◆ PAGE EXTRACT:

◆ ◆ ◆ ◆

Moral nihilism is distinct from moral relativism, which allows for actions to be wrong relative to a particular culture or individual. It is also distinct from expressivism, according to which when we make moral claims, "We are not making an effort to describe the way the world is ... we are venting our emotions, commanding others to act in certain ways, or revealing a plan of action".[3][citation needed]

Moral nihilism today broadly tends to take the form of an Error Theory: The view developed originally by J.L. Mackie in his 1977 book Ethics: Inventing Right and Wrong. Error theory and nihilism broadly take the form of a negative claim about the existence of objective values or properties. Under traditional views there are moral properties or methods which hold objectively in some sense beyond our contingent interests which morally obligate us to act. For Mackie and the Error Theorists, such properties do not exist in the world, and therefore morality conceived of by reference to objective facts must also not exist. Therefore, morality in the traditional sense does not exist.[citation needed]

However, holding nihilism does not necessarily imply that one should give up using moral or ethical language; some nihilists contend that it remains a useful tool.[4] In fact Mackie and other contemporary defenders of Error Theory, such as Richard Joyce, defend the use of moral or ethical talk and action even in knowledge of their fundamental falsity. The legitimacy of this activity is a subject of debate in philosophy.

Forms of nihilism[edit]

Moral nihilists agree that all claims such as 'murder is morally wrong' are not true. But different nihilistic views differ in two ways.

Some may say that such claims are neither true nor false; others say that they are all false.

Nihilists differ in the scope of their theories. Error theorists typically claim that it is only distinctively moral claims which are false; practical nihilists claim that there are no reasons for action of any kind; some nihilists extend this claim to include reasons for belief.

Ethical language: false versus not truth-apt[edit]

J. L. Mackie argues that moral assertions are only true if there are moral properties, but because there are none, all such claims are false.[5] Under such a view moral propositions which express beliefs are then systematically in error. For under Mackie's view, if there are to be moral properties, they must be objective and therefore not amenable to differences in subjective desires and preferences. Moreover any claims that these moral properties, if they did exist would need to be intrinsically motivating by being in some primitive relation to our consciousness. They must be able of guiding us morally just by the fact of being in some clear awareness of their truth.

◆ ◆ ◆ ◆

◆ RAW DATA:
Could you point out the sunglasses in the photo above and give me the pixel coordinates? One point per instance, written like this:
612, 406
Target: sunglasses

◆ ◆ ◆ ◆

◆ TASK LIST:
[a] Answer these questions from the moral nihilism passage:
(i) In what year was Mackie's book Ethics: Inventing Right and Wrong published?
(ii) Who is named as another contemporary defender of Error Theory?
(iii) What do practical nihilists claim?
[b] In one to three sentences, explain why, according to the moral nihilism passage, Mackie holds that all moral claims are false.
[c] Copy the moral nihilism passage from "Moral nihilists agree" to "are all false.".
The data has no connection to the moral nihilism passage.

◆ PER-TASK ANSWERS:
[a]
(i) 1977
(ii) Richard Joyce
(iii) That there are no reasons for action of any kind.

[b] Mackie argues that moral assertions can only be true if there are moral properties. Because he holds that no such properties exist, all such claims are false.

[c]
Moral nihilists agree that all claims such as 'murder is morally wrong' are not true. But different nihilistic views differ in two ways.

Some may say that such claims are neither true nor false; others say that they are all false.